Stored items
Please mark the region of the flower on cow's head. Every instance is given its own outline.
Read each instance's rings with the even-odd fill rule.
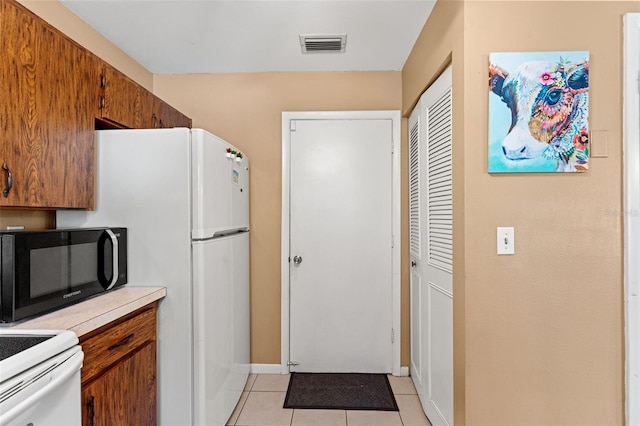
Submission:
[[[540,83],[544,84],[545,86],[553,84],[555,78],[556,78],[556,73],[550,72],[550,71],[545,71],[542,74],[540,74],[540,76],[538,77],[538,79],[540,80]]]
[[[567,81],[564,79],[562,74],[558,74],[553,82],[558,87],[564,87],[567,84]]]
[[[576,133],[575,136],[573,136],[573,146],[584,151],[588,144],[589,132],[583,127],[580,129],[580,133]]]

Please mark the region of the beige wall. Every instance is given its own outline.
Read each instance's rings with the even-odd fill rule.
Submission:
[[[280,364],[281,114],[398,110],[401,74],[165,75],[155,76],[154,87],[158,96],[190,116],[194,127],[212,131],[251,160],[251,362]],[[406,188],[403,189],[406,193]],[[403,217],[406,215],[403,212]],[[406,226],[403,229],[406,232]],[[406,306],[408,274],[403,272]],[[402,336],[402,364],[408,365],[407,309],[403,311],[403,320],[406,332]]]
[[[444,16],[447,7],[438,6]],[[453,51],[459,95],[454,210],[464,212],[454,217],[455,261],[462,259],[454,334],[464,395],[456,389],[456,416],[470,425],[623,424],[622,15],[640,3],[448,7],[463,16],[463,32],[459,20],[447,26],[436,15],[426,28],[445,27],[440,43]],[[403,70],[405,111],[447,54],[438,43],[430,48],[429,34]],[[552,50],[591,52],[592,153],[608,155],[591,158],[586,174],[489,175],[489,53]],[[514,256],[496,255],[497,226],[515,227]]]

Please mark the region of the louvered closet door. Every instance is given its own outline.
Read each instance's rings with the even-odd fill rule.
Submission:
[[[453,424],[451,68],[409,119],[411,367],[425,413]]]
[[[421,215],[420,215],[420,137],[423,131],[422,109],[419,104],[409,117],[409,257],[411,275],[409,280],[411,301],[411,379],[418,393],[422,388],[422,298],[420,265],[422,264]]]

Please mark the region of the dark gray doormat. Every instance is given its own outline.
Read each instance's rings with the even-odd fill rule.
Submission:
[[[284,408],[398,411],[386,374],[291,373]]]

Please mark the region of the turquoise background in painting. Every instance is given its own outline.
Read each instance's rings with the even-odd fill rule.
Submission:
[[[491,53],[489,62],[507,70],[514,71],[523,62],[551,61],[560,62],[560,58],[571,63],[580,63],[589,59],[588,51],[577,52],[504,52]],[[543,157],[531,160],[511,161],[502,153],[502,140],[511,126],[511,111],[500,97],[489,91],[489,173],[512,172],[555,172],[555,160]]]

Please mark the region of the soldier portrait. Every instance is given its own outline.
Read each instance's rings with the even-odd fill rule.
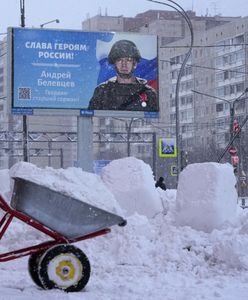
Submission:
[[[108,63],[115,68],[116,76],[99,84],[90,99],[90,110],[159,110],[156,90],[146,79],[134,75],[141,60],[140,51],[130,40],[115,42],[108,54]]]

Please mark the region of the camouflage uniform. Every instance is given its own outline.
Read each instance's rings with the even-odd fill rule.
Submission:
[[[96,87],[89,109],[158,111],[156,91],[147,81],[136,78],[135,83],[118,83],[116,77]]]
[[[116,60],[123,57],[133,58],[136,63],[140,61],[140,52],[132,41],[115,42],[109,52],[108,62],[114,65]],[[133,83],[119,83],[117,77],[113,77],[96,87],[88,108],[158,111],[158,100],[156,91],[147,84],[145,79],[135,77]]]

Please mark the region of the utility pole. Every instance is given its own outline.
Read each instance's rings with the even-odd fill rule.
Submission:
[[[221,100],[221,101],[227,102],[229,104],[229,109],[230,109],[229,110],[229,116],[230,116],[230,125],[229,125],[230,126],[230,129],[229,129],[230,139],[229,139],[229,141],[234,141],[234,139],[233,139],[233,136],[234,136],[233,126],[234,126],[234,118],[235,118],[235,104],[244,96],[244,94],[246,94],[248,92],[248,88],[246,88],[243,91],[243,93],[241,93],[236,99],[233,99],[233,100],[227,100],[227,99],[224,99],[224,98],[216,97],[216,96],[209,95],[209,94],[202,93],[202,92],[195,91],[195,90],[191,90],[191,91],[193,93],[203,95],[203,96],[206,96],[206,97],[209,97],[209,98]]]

TASK PROMPT. Please show all lines from the entries that contain the word "given".

ANSWER AREA.
Please mark the region of the flower on cow's head. Every instance is given its own outline.
Please mark the region of the beige wall. Every instance is given its own outline.
Please mark the region of the louvered closet door. Every instance is given its own outline.
Please mark the region of the dark gray doormat. Every instance is given its own outline.
Please mark the region of the turquoise background in painting. Every instance is given its own outline.
Please mark the region of the soldier portrait. Every instance is given its own outline.
Please mark the region of the camouflage uniform. Every instance is given its own outline.
Please mark the region of the utility pole. Every instance is given its own outline.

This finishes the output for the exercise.